#### Text provided
____________________

Given a polynomial, can we construct an orthogonal sequence?

Question

Suppose we are given a polynomial $p(x)$ of degree $k$ which has all of its (distinct) roots in $[-1, 1]$. Is there is any way, generally, to choose a non-negative weight function $w(x)$ such that $\int_{-1}^{1} p(x) q(x) w(x) dx = 0$ for all $q$ with $\deg(q) < k$?

Answer 1

Yes. There is a theorem stating that in $\Bbb{R}^N$ with the standard inner product, if $V$ is a subspace such that $V \cap [0,\infty)^n = \{0\}$ then its orthogonal complement is such that $V^\perp \cap (0,\infty)^n \ne \emptyset$.

Given $p(x)$ your real polynomial of degree $k$ with $k$ simple zeros on $(-1,1)$.

Take $1/N$ smaller than the distance between the pairs of zeros and the distance between the zeros and $\pm 1$.

For each $a\in (0,1/N)$ let $V_a$ be the subspace of $\Bbb{R}^{2N}$ generated by the $k$ vectors $(v_n)_i=(\frac{i}N+a)^n p(\frac{i}N+a)$ with $i\in -N\ldots N-1,n\in 0\ldots k-1$.

____________________

#### Problem to work on
In the thread about choosing a weight function for a polynomial, what must 1/N be smaller than? None of the entries are needed for anything here.

#### Data listing
____________________

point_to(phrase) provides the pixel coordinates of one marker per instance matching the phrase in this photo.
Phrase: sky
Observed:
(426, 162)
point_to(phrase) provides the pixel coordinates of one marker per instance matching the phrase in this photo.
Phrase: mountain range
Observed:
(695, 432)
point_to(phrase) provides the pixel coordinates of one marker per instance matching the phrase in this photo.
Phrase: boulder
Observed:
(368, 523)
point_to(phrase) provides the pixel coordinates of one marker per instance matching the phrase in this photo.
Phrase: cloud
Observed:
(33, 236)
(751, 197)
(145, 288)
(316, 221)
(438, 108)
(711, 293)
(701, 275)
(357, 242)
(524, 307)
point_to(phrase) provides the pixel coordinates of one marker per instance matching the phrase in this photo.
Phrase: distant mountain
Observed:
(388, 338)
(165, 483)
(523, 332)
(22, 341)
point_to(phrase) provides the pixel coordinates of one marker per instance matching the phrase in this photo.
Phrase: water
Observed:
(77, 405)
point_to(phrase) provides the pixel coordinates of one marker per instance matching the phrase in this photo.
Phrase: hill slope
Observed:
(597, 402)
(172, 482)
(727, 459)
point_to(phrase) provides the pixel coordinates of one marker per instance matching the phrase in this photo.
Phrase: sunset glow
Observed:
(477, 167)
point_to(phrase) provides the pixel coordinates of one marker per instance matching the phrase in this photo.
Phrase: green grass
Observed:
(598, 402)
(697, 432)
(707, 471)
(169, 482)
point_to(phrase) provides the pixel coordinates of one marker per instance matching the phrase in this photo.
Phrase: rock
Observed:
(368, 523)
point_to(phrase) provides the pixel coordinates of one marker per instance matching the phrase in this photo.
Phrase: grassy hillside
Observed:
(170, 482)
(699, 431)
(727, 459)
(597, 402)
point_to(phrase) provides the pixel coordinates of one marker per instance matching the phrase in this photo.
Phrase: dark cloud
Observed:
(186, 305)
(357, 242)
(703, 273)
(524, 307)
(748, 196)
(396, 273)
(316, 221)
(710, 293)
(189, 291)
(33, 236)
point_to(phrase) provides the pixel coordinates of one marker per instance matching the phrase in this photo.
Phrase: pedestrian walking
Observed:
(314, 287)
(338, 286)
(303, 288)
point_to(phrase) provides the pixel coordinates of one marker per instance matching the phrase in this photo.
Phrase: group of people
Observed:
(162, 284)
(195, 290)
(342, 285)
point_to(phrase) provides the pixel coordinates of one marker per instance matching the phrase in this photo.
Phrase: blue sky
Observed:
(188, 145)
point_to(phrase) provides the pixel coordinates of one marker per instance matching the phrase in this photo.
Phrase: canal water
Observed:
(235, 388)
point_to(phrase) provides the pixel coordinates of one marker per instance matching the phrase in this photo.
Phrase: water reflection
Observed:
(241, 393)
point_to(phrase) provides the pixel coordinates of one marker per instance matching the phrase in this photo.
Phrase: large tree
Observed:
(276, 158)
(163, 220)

____________________

#### Written answer
It must be smaller than the distance between the pairs of zeros and the distance between the zeros and ±1.